[Point annotation records]
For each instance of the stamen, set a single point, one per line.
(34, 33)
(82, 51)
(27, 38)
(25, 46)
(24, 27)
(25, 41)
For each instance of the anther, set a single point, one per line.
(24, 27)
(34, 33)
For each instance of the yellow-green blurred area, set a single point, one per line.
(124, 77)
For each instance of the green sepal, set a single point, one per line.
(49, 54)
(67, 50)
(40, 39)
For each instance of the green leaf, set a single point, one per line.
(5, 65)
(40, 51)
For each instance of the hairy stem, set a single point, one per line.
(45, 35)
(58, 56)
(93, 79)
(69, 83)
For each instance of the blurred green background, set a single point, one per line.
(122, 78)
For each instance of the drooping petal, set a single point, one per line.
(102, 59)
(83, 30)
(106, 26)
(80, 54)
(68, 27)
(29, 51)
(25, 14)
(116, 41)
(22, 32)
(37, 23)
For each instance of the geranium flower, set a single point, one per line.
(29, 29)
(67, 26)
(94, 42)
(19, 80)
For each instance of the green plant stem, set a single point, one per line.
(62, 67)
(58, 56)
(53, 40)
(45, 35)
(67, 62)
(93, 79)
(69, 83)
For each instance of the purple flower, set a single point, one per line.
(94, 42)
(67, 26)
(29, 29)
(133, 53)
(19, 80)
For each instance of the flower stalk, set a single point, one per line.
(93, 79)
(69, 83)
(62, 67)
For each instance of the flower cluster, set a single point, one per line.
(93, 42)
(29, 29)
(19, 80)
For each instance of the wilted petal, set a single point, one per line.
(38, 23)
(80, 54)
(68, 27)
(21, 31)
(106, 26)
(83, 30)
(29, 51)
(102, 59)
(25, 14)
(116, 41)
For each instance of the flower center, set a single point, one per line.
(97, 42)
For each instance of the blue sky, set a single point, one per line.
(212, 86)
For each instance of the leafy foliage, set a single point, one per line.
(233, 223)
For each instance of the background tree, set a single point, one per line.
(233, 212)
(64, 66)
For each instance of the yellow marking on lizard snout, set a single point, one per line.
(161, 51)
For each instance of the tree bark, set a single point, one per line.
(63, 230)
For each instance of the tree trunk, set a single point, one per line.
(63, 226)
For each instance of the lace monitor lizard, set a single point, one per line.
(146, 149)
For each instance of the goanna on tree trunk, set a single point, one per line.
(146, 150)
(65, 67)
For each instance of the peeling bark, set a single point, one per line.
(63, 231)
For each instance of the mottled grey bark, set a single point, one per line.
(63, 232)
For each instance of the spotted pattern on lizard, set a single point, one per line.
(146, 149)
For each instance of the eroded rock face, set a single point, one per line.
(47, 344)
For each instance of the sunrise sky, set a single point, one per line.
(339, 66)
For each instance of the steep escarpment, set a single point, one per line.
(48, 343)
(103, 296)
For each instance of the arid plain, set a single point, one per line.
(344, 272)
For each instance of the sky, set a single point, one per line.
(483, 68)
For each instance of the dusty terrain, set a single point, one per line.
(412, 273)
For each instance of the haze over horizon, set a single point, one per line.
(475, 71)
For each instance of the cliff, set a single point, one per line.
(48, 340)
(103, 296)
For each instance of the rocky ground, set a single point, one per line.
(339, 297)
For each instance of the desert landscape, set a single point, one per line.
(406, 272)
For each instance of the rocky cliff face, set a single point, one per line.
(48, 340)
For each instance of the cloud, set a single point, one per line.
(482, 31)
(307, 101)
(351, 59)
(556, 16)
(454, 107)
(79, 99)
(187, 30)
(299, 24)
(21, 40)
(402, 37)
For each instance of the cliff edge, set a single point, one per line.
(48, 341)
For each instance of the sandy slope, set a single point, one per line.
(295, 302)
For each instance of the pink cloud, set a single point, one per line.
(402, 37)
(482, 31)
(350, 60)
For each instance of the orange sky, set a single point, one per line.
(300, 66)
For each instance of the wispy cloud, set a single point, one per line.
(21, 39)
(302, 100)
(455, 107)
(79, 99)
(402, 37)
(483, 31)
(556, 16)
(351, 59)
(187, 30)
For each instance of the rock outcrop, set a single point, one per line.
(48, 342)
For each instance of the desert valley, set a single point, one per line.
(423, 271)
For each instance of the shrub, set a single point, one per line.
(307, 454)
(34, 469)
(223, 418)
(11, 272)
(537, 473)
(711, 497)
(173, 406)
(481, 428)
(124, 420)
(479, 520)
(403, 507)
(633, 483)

▸ The task
Rewrite the entire listing, substituting "mark one point" for every occurrence of "set a single point" and keeping everything else unchanged.

▸ Solution to the exercise
For each instance of the stamen, mark one point, one per line.
(34, 33)
(82, 51)
(27, 38)
(25, 46)
(24, 27)
(25, 41)
For each instance of the anther, mark one point, one per line.
(24, 27)
(34, 33)
For each instance of the yellow-green blurred area, mark one point, one per line.
(124, 77)
For each instance of the green sepal, mark one point, one per line.
(49, 54)
(67, 50)
(40, 39)
For each instance of the green leaf, mark one point, one per line.
(5, 65)
(40, 51)
For each instance of the hairy stem, mark one point, one per line.
(45, 35)
(58, 56)
(93, 79)
(69, 83)
For each instance of the blurred green background, mark one point, one per line.
(122, 78)
For each instance of the drooping petal, mark one point, one per line.
(102, 59)
(83, 30)
(106, 26)
(80, 54)
(68, 27)
(29, 51)
(25, 14)
(116, 41)
(22, 32)
(37, 23)
For each instance of the geranium flower, mark one point, one per line.
(29, 29)
(67, 26)
(94, 42)
(19, 80)
For each instance of the green plant stem, mark one point, one per line.
(62, 67)
(58, 56)
(53, 40)
(45, 35)
(67, 62)
(93, 79)
(69, 83)
For each instance of the purple flower, mark one point, one per line.
(94, 42)
(67, 26)
(29, 29)
(133, 53)
(19, 80)
For each instance of the flower stalk, mark one point, one per line.
(93, 79)
(69, 83)
(62, 67)
For each instance of the flower cluster, mark one point, one per line.
(93, 42)
(29, 29)
(19, 80)
For each instance of the wilted petal, mark one point, one per line.
(38, 23)
(80, 54)
(68, 27)
(21, 31)
(106, 26)
(83, 30)
(29, 51)
(102, 59)
(25, 14)
(116, 41)
For each instance of the flower center, mark one point, one per line.
(97, 42)
For each instance of the blue sky, mark one point, one per line.
(212, 86)
For each instance of the leafy foliage, mark one point, one per line.
(233, 223)
For each instance of the background tree, mark one point, one per line.
(233, 212)
(64, 66)
For each instance of the yellow marking on lizard snout, mark one point, one per line.
(161, 51)
For each instance of the tree bark, mark one point, one per line.
(63, 230)
For each instance of the tree trunk, mark one point, one per line.
(63, 226)
For each instance of the lace monitor lizard, mark one point, one per line.
(146, 149)
For each instance of the goanna on tree trunk, mark one point, one per line.
(146, 150)
(65, 67)
For each instance of the peeling bark, mark one point, one per line.
(63, 231)
For each instance of the mottled grey bark, mark one point, one per line.
(63, 232)
For each instance of the spotted pattern on lizard, mark one point, one per line.
(146, 149)
For each instance of the eroded rock face, mark one point, one per line.
(47, 344)
For each instance of the sunrise sky, mark one point, one per line.
(339, 66)
For each instance of the steep escarpment, mark one point, one per line.
(48, 343)
(103, 296)
For each instance of the arid plain, mark one point, one per line.
(344, 272)
For each instance of the sky, mark one point, one per line.
(483, 68)
For each instance of the dusty terrain, mark one point, one per line.
(412, 273)
For each instance of the haze over horizon, mark one point, one per line.
(475, 71)
For each instance of the cliff, mark one point, one per line.
(48, 340)
(103, 296)
For each instance of the rocky ground, mark one point, one per line.
(339, 297)
For each instance of the desert landscape, mark one point, one per line.
(406, 272)
For each instance of the rocky cliff face, mark one point, one per line.
(48, 340)
For each instance of the cloud, mark one point, one per line.
(482, 31)
(307, 101)
(351, 59)
(556, 16)
(454, 107)
(79, 99)
(187, 30)
(299, 24)
(21, 40)
(402, 37)
For each instance of the cliff edge, mark one point, one per line.
(48, 341)
For each instance of the sandy slope, mark one point, one per line.
(295, 302)
For each instance of the pink cloud, mark one point, one per line.
(402, 37)
(482, 31)
(350, 60)
For each instance of the orange sky, mark one point, one per line.
(300, 66)
For each instance of the wispy cloud, mark one point, one per line.
(21, 39)
(302, 100)
(455, 107)
(79, 99)
(402, 37)
(483, 31)
(556, 16)
(351, 59)
(187, 30)
For each instance of the rock outcrop, mark one point, one per line.
(48, 342)
For each instance of the desert valley, mark one point, one per line.
(423, 271)
For each instance of the shrub, mark one point, one per line.
(307, 454)
(34, 469)
(223, 418)
(11, 272)
(537, 473)
(711, 497)
(173, 406)
(481, 428)
(124, 420)
(479, 520)
(403, 507)
(633, 483)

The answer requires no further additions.